**Source information**
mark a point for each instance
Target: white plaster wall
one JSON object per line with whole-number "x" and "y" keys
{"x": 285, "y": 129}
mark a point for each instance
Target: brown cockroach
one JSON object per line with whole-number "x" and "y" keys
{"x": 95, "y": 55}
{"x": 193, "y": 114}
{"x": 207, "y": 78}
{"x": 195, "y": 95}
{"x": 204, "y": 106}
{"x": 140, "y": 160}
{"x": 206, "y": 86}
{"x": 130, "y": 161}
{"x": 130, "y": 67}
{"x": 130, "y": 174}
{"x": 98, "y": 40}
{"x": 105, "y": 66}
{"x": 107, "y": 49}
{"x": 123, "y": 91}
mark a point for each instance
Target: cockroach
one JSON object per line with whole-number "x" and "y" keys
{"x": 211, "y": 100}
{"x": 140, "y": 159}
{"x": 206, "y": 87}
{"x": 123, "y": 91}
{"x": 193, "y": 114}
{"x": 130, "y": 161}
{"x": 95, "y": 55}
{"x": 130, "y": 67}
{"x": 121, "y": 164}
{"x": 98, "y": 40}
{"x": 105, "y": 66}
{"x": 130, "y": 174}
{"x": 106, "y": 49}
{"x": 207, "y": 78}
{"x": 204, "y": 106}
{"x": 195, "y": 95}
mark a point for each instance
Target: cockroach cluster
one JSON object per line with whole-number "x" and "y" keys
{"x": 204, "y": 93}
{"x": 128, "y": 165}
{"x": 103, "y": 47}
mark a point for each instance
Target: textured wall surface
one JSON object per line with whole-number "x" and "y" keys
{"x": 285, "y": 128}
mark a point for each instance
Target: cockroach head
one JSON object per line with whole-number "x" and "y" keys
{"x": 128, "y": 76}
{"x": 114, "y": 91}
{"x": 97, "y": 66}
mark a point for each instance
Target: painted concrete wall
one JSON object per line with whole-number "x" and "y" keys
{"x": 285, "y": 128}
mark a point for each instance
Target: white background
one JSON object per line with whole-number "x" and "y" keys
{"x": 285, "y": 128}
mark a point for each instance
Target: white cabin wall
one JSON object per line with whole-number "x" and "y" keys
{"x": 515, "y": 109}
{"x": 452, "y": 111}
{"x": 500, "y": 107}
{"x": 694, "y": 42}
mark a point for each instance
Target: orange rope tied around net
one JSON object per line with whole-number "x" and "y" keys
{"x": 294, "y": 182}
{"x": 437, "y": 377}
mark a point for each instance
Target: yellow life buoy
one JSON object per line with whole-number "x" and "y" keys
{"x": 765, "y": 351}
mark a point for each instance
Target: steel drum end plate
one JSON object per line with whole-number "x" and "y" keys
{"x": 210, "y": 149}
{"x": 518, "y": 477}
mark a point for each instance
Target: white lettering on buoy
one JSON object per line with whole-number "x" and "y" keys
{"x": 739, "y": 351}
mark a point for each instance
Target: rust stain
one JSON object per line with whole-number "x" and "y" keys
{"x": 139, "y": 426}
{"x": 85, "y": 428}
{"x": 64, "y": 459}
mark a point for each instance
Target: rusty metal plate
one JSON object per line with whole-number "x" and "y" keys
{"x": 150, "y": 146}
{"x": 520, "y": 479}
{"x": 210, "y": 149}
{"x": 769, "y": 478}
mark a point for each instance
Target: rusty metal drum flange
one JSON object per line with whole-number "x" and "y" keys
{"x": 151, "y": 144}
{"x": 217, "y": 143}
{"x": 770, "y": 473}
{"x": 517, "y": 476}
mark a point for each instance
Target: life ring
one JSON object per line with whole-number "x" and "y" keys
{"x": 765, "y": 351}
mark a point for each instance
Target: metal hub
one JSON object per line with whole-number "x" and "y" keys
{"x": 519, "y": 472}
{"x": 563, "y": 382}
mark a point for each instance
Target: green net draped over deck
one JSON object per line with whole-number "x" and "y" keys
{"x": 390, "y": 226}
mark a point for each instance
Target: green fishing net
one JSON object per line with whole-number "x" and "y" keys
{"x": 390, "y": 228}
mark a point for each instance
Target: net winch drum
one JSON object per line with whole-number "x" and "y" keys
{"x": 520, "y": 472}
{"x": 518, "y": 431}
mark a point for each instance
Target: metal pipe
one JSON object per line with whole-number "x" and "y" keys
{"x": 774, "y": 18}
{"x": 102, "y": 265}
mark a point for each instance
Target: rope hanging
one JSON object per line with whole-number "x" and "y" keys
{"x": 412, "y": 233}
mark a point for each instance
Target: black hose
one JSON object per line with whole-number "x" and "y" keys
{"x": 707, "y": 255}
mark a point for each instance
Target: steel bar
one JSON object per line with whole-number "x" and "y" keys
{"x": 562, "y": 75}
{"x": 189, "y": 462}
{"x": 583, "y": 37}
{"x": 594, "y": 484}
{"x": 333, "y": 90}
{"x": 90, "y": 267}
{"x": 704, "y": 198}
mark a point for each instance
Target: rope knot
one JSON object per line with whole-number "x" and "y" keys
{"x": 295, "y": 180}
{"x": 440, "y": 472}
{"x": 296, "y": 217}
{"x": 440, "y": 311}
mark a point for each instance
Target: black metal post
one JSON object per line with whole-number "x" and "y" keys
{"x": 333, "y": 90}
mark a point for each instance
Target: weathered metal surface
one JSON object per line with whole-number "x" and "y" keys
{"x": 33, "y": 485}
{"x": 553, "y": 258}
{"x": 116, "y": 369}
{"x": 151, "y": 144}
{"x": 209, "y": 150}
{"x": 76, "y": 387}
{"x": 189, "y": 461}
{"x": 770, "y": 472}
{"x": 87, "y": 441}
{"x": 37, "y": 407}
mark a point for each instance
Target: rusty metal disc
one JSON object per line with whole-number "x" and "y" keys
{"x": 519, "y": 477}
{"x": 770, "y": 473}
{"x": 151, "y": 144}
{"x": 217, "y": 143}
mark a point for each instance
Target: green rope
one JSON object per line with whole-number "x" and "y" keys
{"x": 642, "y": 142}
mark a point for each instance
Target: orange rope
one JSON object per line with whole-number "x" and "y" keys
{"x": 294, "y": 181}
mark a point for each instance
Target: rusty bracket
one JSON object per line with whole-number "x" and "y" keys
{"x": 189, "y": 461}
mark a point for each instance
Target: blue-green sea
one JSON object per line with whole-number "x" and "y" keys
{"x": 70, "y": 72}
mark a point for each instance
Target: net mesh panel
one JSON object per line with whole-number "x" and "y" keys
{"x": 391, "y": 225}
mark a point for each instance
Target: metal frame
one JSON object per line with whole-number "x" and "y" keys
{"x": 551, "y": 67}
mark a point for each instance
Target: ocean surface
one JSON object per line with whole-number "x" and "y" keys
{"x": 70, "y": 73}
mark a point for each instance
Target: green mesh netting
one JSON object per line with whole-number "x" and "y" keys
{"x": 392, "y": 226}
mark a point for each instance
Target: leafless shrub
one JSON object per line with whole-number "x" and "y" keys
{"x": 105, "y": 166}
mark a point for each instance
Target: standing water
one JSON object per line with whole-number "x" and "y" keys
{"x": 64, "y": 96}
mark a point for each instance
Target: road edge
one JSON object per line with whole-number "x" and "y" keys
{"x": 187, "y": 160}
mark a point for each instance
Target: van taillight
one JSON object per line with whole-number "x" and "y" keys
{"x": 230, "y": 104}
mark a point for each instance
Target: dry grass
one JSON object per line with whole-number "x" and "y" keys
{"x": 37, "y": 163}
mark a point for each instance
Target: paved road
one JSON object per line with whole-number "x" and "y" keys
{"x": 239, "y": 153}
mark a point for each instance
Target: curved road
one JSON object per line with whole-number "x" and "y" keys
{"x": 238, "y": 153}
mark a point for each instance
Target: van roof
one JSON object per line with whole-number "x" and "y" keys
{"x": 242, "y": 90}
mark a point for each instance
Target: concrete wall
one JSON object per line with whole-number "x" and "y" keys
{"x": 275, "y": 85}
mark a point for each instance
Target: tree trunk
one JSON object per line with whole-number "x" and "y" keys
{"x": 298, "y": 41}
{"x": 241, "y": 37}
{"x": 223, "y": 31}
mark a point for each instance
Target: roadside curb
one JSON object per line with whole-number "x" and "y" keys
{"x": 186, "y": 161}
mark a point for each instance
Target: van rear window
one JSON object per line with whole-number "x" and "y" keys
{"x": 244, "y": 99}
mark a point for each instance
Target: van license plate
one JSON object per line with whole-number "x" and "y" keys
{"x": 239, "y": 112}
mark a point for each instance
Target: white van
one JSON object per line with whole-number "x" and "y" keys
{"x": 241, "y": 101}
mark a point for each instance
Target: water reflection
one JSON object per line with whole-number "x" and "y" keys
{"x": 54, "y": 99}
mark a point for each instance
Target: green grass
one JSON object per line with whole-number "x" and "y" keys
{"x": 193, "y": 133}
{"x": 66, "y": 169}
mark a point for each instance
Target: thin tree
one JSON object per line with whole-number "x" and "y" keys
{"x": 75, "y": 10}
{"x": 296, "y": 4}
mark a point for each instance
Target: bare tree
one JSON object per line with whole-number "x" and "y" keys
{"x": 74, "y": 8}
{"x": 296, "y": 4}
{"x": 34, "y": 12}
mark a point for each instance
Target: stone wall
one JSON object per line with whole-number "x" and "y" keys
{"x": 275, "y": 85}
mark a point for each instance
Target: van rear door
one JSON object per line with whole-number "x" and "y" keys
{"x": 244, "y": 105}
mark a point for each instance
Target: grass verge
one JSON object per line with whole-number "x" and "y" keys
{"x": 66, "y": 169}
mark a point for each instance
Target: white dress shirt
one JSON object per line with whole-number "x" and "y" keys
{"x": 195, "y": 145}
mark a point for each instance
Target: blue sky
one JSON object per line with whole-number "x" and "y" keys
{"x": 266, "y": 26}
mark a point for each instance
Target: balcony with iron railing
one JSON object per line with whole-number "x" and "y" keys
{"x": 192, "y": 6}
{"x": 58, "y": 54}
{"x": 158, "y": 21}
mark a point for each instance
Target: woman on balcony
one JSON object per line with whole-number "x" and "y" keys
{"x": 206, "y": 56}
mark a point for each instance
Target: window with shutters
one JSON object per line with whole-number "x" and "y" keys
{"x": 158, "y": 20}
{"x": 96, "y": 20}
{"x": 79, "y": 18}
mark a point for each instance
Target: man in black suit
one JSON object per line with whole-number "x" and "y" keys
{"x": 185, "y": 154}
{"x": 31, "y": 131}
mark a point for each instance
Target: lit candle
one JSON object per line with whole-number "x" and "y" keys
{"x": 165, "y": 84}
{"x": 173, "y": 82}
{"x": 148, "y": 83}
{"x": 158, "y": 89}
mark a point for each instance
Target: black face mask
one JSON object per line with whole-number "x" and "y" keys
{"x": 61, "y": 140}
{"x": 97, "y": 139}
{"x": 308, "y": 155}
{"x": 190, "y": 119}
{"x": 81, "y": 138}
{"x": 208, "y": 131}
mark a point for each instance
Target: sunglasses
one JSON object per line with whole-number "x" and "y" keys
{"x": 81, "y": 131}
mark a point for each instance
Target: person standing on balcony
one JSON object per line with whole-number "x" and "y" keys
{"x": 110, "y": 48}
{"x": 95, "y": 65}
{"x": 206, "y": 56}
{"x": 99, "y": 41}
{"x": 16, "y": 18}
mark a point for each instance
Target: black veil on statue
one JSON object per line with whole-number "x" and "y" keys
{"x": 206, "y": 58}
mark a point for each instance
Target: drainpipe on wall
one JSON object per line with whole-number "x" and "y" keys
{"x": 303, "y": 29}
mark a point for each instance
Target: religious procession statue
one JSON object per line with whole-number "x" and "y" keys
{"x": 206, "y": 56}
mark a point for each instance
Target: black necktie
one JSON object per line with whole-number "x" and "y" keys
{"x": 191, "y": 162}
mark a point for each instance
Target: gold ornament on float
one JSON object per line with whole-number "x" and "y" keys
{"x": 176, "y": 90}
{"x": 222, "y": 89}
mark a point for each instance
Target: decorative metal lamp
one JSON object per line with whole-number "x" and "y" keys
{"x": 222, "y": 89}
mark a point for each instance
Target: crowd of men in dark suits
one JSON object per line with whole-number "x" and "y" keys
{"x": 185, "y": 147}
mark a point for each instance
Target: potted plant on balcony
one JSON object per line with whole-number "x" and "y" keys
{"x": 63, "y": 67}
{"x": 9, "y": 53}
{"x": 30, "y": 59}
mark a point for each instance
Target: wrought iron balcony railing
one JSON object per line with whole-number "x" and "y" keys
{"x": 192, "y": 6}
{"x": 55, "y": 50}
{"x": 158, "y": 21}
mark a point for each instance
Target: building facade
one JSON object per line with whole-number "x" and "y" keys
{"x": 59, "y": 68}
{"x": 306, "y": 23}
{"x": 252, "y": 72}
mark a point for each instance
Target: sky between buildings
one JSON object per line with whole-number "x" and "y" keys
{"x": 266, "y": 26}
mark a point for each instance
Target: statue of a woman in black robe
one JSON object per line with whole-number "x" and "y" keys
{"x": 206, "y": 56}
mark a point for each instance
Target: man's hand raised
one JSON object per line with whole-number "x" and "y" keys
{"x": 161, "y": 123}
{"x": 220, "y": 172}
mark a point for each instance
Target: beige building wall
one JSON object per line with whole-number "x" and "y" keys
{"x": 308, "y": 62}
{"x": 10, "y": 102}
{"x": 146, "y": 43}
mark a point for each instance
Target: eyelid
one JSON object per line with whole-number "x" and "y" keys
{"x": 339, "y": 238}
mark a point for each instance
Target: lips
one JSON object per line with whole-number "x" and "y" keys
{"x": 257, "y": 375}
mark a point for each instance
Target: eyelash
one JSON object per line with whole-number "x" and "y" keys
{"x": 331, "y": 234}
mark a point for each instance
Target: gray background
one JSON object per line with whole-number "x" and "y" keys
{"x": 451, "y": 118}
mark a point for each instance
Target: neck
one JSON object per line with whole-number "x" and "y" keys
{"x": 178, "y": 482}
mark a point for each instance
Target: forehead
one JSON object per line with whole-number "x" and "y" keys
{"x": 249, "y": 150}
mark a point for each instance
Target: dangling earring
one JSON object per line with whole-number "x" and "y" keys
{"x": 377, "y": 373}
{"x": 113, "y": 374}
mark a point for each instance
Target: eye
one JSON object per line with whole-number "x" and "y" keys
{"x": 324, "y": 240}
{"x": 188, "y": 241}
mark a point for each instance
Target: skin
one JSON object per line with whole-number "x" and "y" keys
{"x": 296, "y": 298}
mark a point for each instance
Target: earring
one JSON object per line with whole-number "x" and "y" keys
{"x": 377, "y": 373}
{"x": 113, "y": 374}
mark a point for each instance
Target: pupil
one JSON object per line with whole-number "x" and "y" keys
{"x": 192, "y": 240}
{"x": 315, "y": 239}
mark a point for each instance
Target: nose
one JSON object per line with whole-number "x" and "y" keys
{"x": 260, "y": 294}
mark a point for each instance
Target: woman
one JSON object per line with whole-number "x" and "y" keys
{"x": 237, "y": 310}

**Work to be completed**
Going through the entries above, show each line that contains "grass".

**Completed exercise**
Target: dry grass
Target: green grass
Target: grass verge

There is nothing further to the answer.